# Work to do:
[1] According to the text on free online Canadian legal information, who runs CanLII?
[2] Carry the text on free online Canadian legal information forward from its final sentence.

Increasingly, Canadian legal information is made freely accessible online. Unless historical research is needed, it is rare to have to consult paper materials for legislation; it is now updated online very quickly after the law has changed, whereas it may take weeks for print materials to reflect the changes. While paid databases still offer valuable features, such as automatic citing references and links to secondary sources, notable cases of interest are also regularly made available via a number of government and not-for-profit sites, and come directly from the court where they were heard. Arguably, and of course depending on the particular skills of the researcher, certain types of primary legal information are now more reliable and authoritative when found online than when they are in print.

Perhaps the best and most well-known example of this is CanLII, the website run by the Federation of Law Societies of Canada, which compiles Canadian legislation and case law and makes it searchable and downloadable via a user-friendly database. CanLII is a wonderful resource, as it allows researchers to enter search terms in the same way they might when using other popular search engines. It also has some very impressive features, especially when considering that it is a free resource. It recently added a “Reflex Record,” feature, which allows researchers to view related decisions and legislation and cases cited, and also adds subject headings, or keywords, below each case in its search results.

While CanLII is wonderful at organizing and helping researchers find Canadian legislation, it’s not the only option out there. Researchers and legal professionals can also often go directly to the source. The Supreme Court of Canada, Federal Court of Canada, Ontario Court of Appeal, Tax Court of Canada, and nearly all Ontario Administrative Tribunals make their recent decisions, if not all decisions, available for free online. The federal and provincial governments also make all legislation, including bills and regulations, freely available online, and their databases aren’t too bad, either. The CCLA Library maintains a list of Legal Links to government and not-for-profit sites that are useful for general legal research. We encourage you to have a look, check back often, and email us if you have any suggestions for new sites that may be useful to the legal community.

# Recorded data:
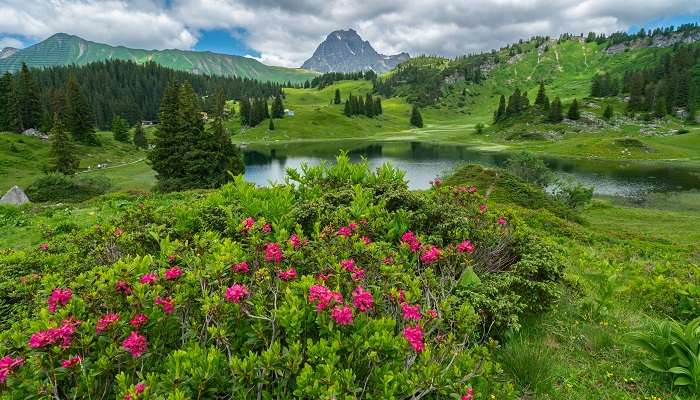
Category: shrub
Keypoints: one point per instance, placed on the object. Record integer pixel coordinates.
(56, 187)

# Results:
[1] The Federation of Law Societies of Canada.

[2]
On that note, you’ll notice via the front page of the CCLA Website that we are currently looking for official CCLA Website Contributors for the Practice Portal areas of our site. The Practice Portal areas of the site are where we post articles, resources, forms, and website links that are relevant to specific practice areas, for example Family Law or Criminal Law. We’d really appreciate any and all content submissions, and no suggestion is too large or small; it may be a simple link, form, or resource suggestion, or a comprehensive opinion piece, article, or case summary – we’d love to see it either way. Help us to increase the amount of Canadian legal info available for free on the web by submitting some content. Send us a quick email to info@ccla-abcc.ca and we’ll be in touch! For more details, check out the recent call for submissions on the CCLA Website.

New Titles – November 2010

From amongst November’s new titles, there are several we’re excited to highlight in this post. The first is Canada Law Book’s brand new Liquor and Host Liability Law in Canada. The first stand-alone title on this subject (possibly in Canada, and certainly in this library), it’s a great overview of the topic and may likely be of interest to many of you. You’ll find it in our Texts section soon.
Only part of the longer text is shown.